━━━━━ SUPPLIED RECORDS ━━━━━

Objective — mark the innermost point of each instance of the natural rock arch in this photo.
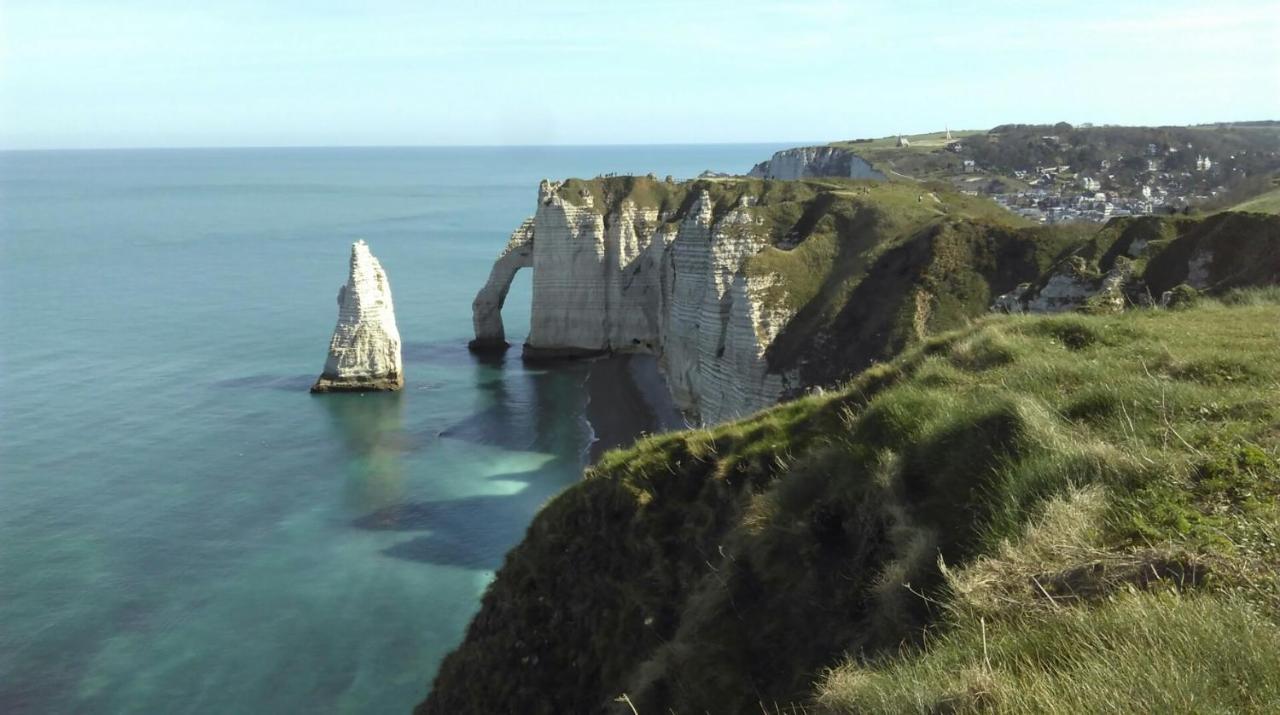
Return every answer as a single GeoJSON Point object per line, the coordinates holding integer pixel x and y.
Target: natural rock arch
{"type": "Point", "coordinates": [487, 308]}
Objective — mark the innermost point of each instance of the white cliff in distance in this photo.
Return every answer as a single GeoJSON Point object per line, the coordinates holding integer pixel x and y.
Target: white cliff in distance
{"type": "Point", "coordinates": [365, 349]}
{"type": "Point", "coordinates": [634, 280]}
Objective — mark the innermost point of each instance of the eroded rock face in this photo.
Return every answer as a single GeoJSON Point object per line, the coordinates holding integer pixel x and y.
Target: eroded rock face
{"type": "Point", "coordinates": [365, 349]}
{"type": "Point", "coordinates": [804, 163]}
{"type": "Point", "coordinates": [487, 308]}
{"type": "Point", "coordinates": [631, 282]}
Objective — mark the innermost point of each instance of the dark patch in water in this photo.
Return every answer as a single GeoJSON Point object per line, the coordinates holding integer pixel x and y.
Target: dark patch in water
{"type": "Point", "coordinates": [471, 532]}
{"type": "Point", "coordinates": [287, 383]}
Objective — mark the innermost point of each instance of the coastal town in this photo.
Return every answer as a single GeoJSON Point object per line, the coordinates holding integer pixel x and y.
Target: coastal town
{"type": "Point", "coordinates": [1162, 179]}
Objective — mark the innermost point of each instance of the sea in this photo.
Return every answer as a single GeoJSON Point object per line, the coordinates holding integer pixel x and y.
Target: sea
{"type": "Point", "coordinates": [183, 527]}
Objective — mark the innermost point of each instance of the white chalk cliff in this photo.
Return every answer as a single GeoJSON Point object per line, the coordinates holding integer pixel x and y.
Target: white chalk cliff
{"type": "Point", "coordinates": [632, 280]}
{"type": "Point", "coordinates": [365, 349]}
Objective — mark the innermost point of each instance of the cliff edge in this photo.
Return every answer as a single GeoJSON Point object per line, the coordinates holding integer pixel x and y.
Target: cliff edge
{"type": "Point", "coordinates": [365, 348]}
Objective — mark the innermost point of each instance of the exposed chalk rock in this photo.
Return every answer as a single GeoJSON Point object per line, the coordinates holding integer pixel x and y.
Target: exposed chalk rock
{"type": "Point", "coordinates": [365, 349]}
{"type": "Point", "coordinates": [632, 282]}
{"type": "Point", "coordinates": [804, 163]}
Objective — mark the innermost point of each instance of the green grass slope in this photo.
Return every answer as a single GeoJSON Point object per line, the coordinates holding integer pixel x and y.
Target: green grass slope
{"type": "Point", "coordinates": [1267, 202]}
{"type": "Point", "coordinates": [1069, 513]}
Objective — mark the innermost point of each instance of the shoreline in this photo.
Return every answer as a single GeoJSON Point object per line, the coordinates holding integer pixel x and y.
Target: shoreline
{"type": "Point", "coordinates": [627, 398]}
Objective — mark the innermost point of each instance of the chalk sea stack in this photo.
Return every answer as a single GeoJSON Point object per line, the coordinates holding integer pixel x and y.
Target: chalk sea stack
{"type": "Point", "coordinates": [365, 349]}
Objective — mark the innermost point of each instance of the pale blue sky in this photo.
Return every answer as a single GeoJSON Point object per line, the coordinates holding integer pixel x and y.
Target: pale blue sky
{"type": "Point", "coordinates": [123, 73]}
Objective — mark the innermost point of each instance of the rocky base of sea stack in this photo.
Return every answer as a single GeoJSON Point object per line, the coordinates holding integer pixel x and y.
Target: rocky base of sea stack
{"type": "Point", "coordinates": [379, 384]}
{"type": "Point", "coordinates": [531, 353]}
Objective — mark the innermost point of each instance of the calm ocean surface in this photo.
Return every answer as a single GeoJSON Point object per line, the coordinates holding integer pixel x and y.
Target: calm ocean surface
{"type": "Point", "coordinates": [183, 527]}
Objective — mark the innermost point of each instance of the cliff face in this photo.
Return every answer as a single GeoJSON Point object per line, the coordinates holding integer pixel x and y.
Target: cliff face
{"type": "Point", "coordinates": [365, 348]}
{"type": "Point", "coordinates": [717, 569]}
{"type": "Point", "coordinates": [804, 163]}
{"type": "Point", "coordinates": [750, 290]}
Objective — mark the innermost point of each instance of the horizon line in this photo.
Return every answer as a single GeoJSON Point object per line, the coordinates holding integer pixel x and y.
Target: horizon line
{"type": "Point", "coordinates": [216, 147]}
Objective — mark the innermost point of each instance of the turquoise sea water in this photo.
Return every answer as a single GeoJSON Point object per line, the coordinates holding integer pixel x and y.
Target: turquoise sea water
{"type": "Point", "coordinates": [183, 527]}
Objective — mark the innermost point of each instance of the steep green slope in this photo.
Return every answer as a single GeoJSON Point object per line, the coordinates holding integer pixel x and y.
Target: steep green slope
{"type": "Point", "coordinates": [1029, 513]}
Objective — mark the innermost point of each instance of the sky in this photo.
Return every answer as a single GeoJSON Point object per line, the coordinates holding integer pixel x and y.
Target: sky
{"type": "Point", "coordinates": [178, 73]}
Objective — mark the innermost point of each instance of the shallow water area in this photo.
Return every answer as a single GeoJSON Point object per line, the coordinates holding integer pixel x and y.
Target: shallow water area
{"type": "Point", "coordinates": [183, 527]}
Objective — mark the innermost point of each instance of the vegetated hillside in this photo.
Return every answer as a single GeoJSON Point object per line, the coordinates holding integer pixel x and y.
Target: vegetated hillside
{"type": "Point", "coordinates": [1059, 172]}
{"type": "Point", "coordinates": [1065, 513]}
{"type": "Point", "coordinates": [1235, 150]}
{"type": "Point", "coordinates": [1266, 202]}
{"type": "Point", "coordinates": [872, 288]}
{"type": "Point", "coordinates": [864, 267]}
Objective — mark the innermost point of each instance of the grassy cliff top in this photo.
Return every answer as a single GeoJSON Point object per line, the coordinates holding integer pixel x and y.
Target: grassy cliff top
{"type": "Point", "coordinates": [869, 267]}
{"type": "Point", "coordinates": [1054, 514]}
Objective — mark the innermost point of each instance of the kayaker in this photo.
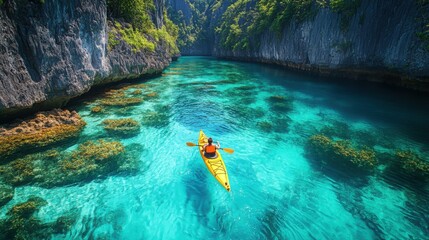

━━━━━

DESCRIPTION OF THE TASK:
Convert every line of the material above into a numbered list, leaving out blank lines and the pictures.

FULL SOLUTION:
1. Objective — mark the innermost point of each instance of the natural rock arch in this photo.
2. Return every answer as a single GeoJSON Point object per line, the coordinates holding integer pixel x and y.
3. Target: natural rock arch
4. {"type": "Point", "coordinates": [487, 308]}
5. Objective — mark the innermost point of each instance of the white cliff in distance in this photo.
6. Return every answer as a single GeoJSON Point object per line, the coordinates holding integer pixel x and y.
7. Target: white cliff in distance
8. {"type": "Point", "coordinates": [365, 349]}
9. {"type": "Point", "coordinates": [634, 280]}
10. Objective — mark the innermost point of each instance of the eroded rock face in this photo.
11. Return every answer as a single GeoJSON Point object per line, the coordinates holding integer pixel x and y.
12. Target: eroded rock face
13. {"type": "Point", "coordinates": [365, 349]}
14. {"type": "Point", "coordinates": [804, 163]}
15. {"type": "Point", "coordinates": [487, 308]}
16. {"type": "Point", "coordinates": [631, 282]}
17. Objective — mark the innermost point of each instance of the dark patch in water in this photo.
18. Return every answer as a single GeoJSON Point object per line, the coordinates holding integer pixel x and y.
19. Target: dark patch in water
20. {"type": "Point", "coordinates": [471, 532]}
21. {"type": "Point", "coordinates": [287, 383]}
22. Objective — mark the innermost point of each instance of the coastal town in this photo.
23. Return every answer as a single GeoJSON Point object per line, the coordinates holding integer pixel x and y.
24. Target: coastal town
25. {"type": "Point", "coordinates": [1162, 179]}
26. Objective — mark the innermost point of each instance of the sea in this photo.
27. Return every answer as a single GeoJSON Point object per line, the coordinates holding integer pixel x and y.
28. Target: sea
29. {"type": "Point", "coordinates": [183, 527]}
30. Objective — mark the innermost point of each instance of the white chalk cliff in this photo.
31. Return every answer as a single GeoJSON Point object per line, the coordinates holding integer pixel x and y.
32. Target: white chalk cliff
33. {"type": "Point", "coordinates": [632, 280]}
34. {"type": "Point", "coordinates": [365, 349]}
35. Objective — mark the innermost point of each instance of the cliff edge in this photo.
36. Return every answer as a single GeoJSON Point object per line, the coordinates holding integer pixel x and y.
37. Target: cliff edge
38. {"type": "Point", "coordinates": [365, 348]}
39. Objective — mark the innermost point of each instance of the exposed chalk rock in this photo.
40. Return every answer as a single GeoJSON Point object per line, the coordinates holding integer pixel x and y.
41. Target: exposed chalk rock
42. {"type": "Point", "coordinates": [365, 349]}
43. {"type": "Point", "coordinates": [632, 282]}
44. {"type": "Point", "coordinates": [804, 163]}
45. Objective — mark the innermost point of each instance of the green grass slope in this photo.
46. Return every answer as a single GeoJSON Point object per line, the coordinates holding integer pixel x and y.
47. Target: green grass slope
48. {"type": "Point", "coordinates": [1267, 202]}
49. {"type": "Point", "coordinates": [1069, 513]}
50. Objective — mark the innermost point of each instance of the shoreline in this photo.
51. Return every answer as a single GeoJSON Point object per line, the coordinates holding integer pixel x and y.
52. Target: shoreline
53. {"type": "Point", "coordinates": [627, 398]}
54. Objective — mark the innermost point of each instance of the chalk sea stack in this photo.
55. Return every answer as a single GeoJSON Point object per line, the coordinates holding integer pixel x and y.
56. Target: chalk sea stack
57. {"type": "Point", "coordinates": [365, 349]}
58. Objective — mark the innermost point of each instance of the pale blue sky in this photo.
59. Return every answer as a single GeoJSON Point object per line, the coordinates holding integer pixel x and y.
60. Target: pale blue sky
61. {"type": "Point", "coordinates": [123, 73]}
62. Objective — mark the innermost point of each instance of the rocky base of sea stack in this photo.
63. Return every answer as a single GeoJSON Point object per line, the coordinates holding integer pixel x and y.
64. Target: rocky base of sea stack
65. {"type": "Point", "coordinates": [379, 384]}
66. {"type": "Point", "coordinates": [531, 353]}
67. Objective — mark the innermost point of each instance of the calm ocean surface in this photo.
68. Return every answer as a single GeoJSON Point object per line, the coordinates holding integer pixel x and y.
69. Target: calm ocean surface
70. {"type": "Point", "coordinates": [183, 527]}
71. Objective — mark the innermost point of each instance of the cliff face in this photo.
72. Return every answer as a single GeoJSON Point object per line, the coordinates holding integer pixel x and y.
73. Target: cliff face
74. {"type": "Point", "coordinates": [365, 348]}
75. {"type": "Point", "coordinates": [717, 569]}
76. {"type": "Point", "coordinates": [804, 163]}
77. {"type": "Point", "coordinates": [750, 290]}
78. Objective — mark the innermost point of each instance of the horizon line in this photo.
79. Return every answer as a single GeoJSON Point object per line, the coordinates holding integer pixel x and y.
80. Target: horizon line
81. {"type": "Point", "coordinates": [216, 147]}
82. Objective — mark the innermost point of each instance of the turquoise sea water in this photo.
83. Return every answer as a single GeoJSON Point object per line, the coordinates holding integer pixel x and y.
84. Target: turquoise sea water
85. {"type": "Point", "coordinates": [183, 527]}
86. Objective — mark the innermost point of each instance of the steep green slope in this photo.
87. Return every answer as a single GeoJSON Point object per line, the coordinates holding integer pixel x and y.
88. Target: steep green slope
89. {"type": "Point", "coordinates": [1029, 513]}
90. Objective — mark the innermost point of each instance of the sky in this photo.
91. Return every answer as a single GeoJSON Point object per line, the coordinates holding integer pixel x and y.
92. Target: sky
93. {"type": "Point", "coordinates": [178, 73]}
94. Objective — mark the innermost point of each instance of the shallow water area in this photo.
95. Return every answer as a single GeoJSON Point object per line, the coordinates holding integer pixel x and y.
96. Target: shallow water area
97. {"type": "Point", "coordinates": [183, 527]}
98. Objective — mark the innermost point of each instance of the vegetated hillside in this photo.
99. Return every answer as a single GeoJSON Point object per line, the coordinates holding integer pixel x and y.
100. Target: vegetated hillside
101. {"type": "Point", "coordinates": [1059, 172]}
102. {"type": "Point", "coordinates": [1065, 513]}
103. {"type": "Point", "coordinates": [1235, 150]}
104. {"type": "Point", "coordinates": [1266, 202]}
105. {"type": "Point", "coordinates": [872, 288]}
106. {"type": "Point", "coordinates": [864, 267]}
107. Objective — mark the innermost point of each instance of the grassy cliff top in this photo.
108. Return every answer as a single GeoJSON Point object per line, the coordinates holding integer pixel x and y.
109. Target: grassy cliff top
110. {"type": "Point", "coordinates": [869, 267]}
111. {"type": "Point", "coordinates": [1054, 514]}
112. Objective — mark the innermost point of each instance of the kayaker in this photo.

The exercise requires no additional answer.